本文 »
:::
障害者向けグループホームを運営する「恵」の不正問題で26日、愛知県と名古屋市があわせて5か所の施設の「指定取り消し」を発表したほか、岐阜市でも不正が発覚しました。

 愛知県は26日、会見を開きました。

 「グループホームふわふわ幸田については、障害者総合支援法で最も重い行政処分となる『取り消し』としました」(愛知県 大村秀章 知事)

 幸田町の施設は最も重い、指定取り消し処分としました。

 利用者が外泊で不在だったのに支援をしたとして架空の請求をしていたことが特に悪質と判断しました。

 Q.今回の事案が障害者福祉サービス全体に与える影響というところを知事はどう考える
 「過大徴収、ピンハネしたというのは極めて悪質で許しがたい行為だと思います」(大村知事)

 「指定取り消し」は名古屋市でも。河村たかし市長は26日の会見で、緑区や北区などにある市内4カ所の事業所を「指定取り消し」の処分としました。

 これにより県内あわせて5カ所の指定が取り消されることになりました。

 取り消された施設は業務ができなくなります。
:::
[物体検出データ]
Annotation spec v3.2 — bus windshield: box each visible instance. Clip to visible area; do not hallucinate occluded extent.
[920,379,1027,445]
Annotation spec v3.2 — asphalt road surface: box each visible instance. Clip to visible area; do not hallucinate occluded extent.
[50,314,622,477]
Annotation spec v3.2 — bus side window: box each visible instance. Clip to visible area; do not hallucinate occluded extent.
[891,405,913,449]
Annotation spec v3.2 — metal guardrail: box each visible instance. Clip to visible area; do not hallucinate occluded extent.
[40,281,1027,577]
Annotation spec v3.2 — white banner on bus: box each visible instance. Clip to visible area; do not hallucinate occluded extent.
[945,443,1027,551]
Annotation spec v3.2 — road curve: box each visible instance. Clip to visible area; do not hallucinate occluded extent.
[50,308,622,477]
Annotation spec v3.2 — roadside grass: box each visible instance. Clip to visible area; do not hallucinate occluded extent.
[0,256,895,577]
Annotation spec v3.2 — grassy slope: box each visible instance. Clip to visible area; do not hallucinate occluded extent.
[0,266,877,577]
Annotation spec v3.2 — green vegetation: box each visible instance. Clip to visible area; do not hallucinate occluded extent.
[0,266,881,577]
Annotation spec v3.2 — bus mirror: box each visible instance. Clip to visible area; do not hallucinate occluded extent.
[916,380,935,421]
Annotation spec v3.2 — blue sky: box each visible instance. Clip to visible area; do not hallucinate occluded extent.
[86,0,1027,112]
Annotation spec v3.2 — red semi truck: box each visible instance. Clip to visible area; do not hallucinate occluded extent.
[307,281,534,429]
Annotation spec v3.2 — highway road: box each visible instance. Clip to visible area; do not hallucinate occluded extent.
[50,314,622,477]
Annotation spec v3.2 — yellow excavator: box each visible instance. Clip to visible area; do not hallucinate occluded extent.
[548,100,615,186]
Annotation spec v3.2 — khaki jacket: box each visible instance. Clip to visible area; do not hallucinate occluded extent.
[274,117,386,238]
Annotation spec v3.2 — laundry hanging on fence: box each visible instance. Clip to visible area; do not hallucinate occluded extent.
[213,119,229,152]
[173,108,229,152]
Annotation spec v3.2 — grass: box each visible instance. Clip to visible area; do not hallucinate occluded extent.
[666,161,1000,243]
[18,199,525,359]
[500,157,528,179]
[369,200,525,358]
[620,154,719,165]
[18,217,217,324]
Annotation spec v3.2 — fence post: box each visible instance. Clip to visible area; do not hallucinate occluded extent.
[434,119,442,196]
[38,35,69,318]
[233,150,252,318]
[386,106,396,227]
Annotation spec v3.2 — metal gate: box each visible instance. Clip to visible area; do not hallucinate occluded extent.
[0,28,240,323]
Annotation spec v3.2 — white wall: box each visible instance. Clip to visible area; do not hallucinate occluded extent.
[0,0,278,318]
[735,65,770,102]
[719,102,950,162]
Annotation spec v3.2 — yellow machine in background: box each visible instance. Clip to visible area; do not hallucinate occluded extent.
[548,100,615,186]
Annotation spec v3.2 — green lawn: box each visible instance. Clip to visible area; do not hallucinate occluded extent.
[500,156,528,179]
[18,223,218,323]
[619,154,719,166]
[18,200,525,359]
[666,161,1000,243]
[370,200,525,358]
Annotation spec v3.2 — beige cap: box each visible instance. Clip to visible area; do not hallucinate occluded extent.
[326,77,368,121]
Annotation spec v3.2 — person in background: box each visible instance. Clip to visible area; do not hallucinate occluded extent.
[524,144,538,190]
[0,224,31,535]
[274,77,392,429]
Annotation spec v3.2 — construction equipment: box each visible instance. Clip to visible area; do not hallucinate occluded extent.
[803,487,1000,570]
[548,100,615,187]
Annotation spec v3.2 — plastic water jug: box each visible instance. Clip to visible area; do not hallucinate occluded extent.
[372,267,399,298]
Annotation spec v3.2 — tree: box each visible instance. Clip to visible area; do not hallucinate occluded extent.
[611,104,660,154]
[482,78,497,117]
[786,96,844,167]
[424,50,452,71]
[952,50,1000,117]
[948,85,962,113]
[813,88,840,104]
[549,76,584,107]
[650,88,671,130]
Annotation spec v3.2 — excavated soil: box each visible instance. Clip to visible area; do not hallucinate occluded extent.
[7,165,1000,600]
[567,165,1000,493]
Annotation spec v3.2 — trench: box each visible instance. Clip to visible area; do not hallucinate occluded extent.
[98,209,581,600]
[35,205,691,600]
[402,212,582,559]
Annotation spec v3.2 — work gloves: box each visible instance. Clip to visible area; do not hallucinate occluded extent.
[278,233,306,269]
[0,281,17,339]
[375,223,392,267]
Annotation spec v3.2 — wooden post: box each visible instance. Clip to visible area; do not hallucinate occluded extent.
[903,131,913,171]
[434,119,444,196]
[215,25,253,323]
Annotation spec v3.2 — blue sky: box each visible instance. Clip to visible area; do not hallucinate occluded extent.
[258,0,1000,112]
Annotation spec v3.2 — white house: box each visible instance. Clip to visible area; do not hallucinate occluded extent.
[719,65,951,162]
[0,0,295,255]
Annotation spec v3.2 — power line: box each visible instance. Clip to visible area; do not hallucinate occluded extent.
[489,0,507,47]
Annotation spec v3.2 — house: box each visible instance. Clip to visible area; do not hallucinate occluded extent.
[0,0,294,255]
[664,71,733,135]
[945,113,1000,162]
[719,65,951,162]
:::
実施する課題 »
本文について、次の問いに答えてください。
1. 愛知県が指定取り消し処分とした施設の名称は何ですか。
2. 愛知県が特に悪質と判断したのはどのような行為ですか。
3. 名古屋市が指定取り消しの処分とした市内の事業所は何カ所ですか。

解答 »
1. グループホームふわふわ幸田
2. 利用者が外泊で不在だったのに、支援をしたとして架空の請求をしていたこと
3. 4カ所